[SOURCE DOCUMENT]:
** begin **
It would also be hard to deny that we human beings often have great difficulty living with our differences. Indeed we often let our differences be the cause of division. We erect barriers to keep the stranger out. We look down our noses at those we think are not our kind. We let politics polarize us into liberals and conservatives, red state and blue states. We fight wars over which religion is right and which is wrong and fight crusades and jihads in the name of God. And even within religions like Christianity, we have a long history of dividing ourselves into the orthodox and the heretical, not only splintering the Church, the Body of Christ, into countless sects, but justifying the hatred and cruelty of inquisitions and persecutions.
There are no easy solutions to the problem of learning to live creatively with our differences rather than letting differences lead to division. But what is clear is that while division is human, God is always about the business of breaking down division to bring about reconciliation, peace, and unity.
The people to whom St. Paul addressed the letter to the Ephesians that we heard tonight were no strangers to division. They represented one of the great divisions of the ancient world: the one between Jews and Gentiles. God, says Paul, has overcome this division in Christ who came to proclaim peace to Jews and Gentiles alike.
A large wallpainting at Colombo’s Anglican cathedral captures perfectly the meaning of St. Paul’s words. The painting depicts the familiar Gospel of Christ’s miracle at a wedding in Cana of Galilee, the turning of the water into wine. All the familiar characters are there - the bride and groom, the guests, and in the background the nervous servants aghast that the wine has run out, and Jesus giving his instruction to fill the wine jugs with water and pour it out for the guests. We also see the servants bringing the water made wine to the guests, all delighting that the good wine has been saved to the last.
It was our Sri Lankan guide, a Buddhist, who pointed out something we did not see. “Look,” he said, “the people in the painting are all different. Some are Tamils, some Singhalese, some are Hindus, some Buddhists, some are even Muslims.” We would never have been able to see the differences so familiar to Dominic. But then we did notice another change. In all the other pictures I’ve ever seen of the miracle at Cana, the servants are men. But in Colombo version, the servants and the wine steward are all women.
** end **
[PROBLEM STATEMENT]:
In the text on division and reconciliation, which groups does the Sri Lankan guide say the people in the painting belong to? List them all. The data after this point is separate from the text on division and reconciliation.

[RECORD EXTRACTS]:
** begin **
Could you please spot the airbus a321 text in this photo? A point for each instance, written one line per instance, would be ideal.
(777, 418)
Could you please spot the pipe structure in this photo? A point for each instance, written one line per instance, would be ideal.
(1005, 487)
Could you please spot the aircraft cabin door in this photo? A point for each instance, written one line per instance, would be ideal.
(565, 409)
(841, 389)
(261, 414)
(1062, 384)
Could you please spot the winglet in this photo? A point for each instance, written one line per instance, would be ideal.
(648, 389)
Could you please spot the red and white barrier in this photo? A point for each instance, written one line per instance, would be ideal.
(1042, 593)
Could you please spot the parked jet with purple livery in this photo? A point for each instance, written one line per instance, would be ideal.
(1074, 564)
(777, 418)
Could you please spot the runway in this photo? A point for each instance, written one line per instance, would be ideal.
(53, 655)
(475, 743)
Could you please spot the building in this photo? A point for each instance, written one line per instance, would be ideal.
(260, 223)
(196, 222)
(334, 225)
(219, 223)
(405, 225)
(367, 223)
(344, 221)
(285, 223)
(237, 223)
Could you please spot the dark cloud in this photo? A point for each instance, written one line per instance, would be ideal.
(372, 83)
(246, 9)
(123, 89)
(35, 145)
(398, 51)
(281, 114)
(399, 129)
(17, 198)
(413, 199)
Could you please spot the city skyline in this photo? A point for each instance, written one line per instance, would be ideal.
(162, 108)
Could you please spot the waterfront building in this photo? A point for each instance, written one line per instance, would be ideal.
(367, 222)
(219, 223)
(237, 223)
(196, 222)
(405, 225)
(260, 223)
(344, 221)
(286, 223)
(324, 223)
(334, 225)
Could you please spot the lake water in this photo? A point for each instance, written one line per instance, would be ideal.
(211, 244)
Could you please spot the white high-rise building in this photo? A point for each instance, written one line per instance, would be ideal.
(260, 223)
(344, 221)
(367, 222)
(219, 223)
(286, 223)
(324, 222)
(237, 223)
** end **
[OUTPUT BELOW]:
Tamils
Singhalese
Hindus
Buddhists
Muslims